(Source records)
◆ ◆ ◆
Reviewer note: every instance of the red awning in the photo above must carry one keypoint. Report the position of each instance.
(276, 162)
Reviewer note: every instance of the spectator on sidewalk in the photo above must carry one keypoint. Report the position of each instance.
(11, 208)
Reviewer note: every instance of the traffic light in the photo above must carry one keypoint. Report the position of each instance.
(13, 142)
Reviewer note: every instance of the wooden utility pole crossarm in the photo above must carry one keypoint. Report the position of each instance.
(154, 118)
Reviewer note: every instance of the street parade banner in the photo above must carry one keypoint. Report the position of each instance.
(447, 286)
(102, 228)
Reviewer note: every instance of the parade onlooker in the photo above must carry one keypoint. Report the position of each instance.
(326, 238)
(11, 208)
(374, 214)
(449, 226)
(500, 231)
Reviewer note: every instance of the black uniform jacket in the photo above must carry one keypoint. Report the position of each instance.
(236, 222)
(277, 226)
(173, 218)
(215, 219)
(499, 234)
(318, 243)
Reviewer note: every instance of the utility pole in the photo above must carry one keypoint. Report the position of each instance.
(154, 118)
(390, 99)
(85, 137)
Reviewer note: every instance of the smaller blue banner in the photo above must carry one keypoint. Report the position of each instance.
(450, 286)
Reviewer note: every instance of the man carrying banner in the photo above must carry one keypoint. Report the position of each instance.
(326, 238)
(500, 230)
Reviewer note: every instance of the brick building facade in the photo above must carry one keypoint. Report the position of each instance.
◆ ◆ ◆
Please format the entries above as a numbered list, leaving out any blank lines.

1. Reviewer note: every instance of the red awning in the photo above must carry one keypoint. Report the position of each instance.
2. (276, 162)
3. Reviewer note: every instance of the spectator on sidewalk in the photo above must carry one keypoint. Report the position of each instance.
4. (11, 208)
5. Reviewer note: every instance of the traffic light in the photo above must carry one keypoint. Report the position of each instance.
6. (13, 142)
7. Reviewer note: every instance of the wooden utility pole crossarm in the photo above must carry one keypoint. Report the position of each instance.
8. (154, 118)
9. Reviewer note: every instance of the street parade banner in the photo above must carry one keypoint. Report the position of each instance.
10. (447, 286)
11. (102, 228)
12. Reviewer note: every instance of the parade onlooker in the photo above must carry one keypoint. Report the position of each instance.
13. (326, 238)
14. (11, 208)
15. (374, 214)
16. (449, 226)
17. (500, 231)
18. Reviewer note: every instance of the black uniform jacket in the photo above must carry one keypoint. Report the position of each instance.
19. (236, 222)
20. (277, 226)
21. (173, 218)
22. (215, 219)
23. (499, 234)
24. (318, 243)
25. Reviewer note: every instance of the utility pole in the photo above must carry one keypoint. Report the position of each instance.
26. (154, 118)
27. (390, 99)
28. (85, 137)
29. Reviewer note: every instance of the smaller blue banner in the photo above must carry one keypoint. Report the position of each instance.
30. (450, 286)
31. Reviewer note: every instance of the man carrying banner in the photo above must carry one keypoint. Report the position of each instance.
32. (326, 238)
33. (500, 230)
34. Reviewer note: every instance of the brick building facade in the photo above must carry one keypoint. Report the position of each instance.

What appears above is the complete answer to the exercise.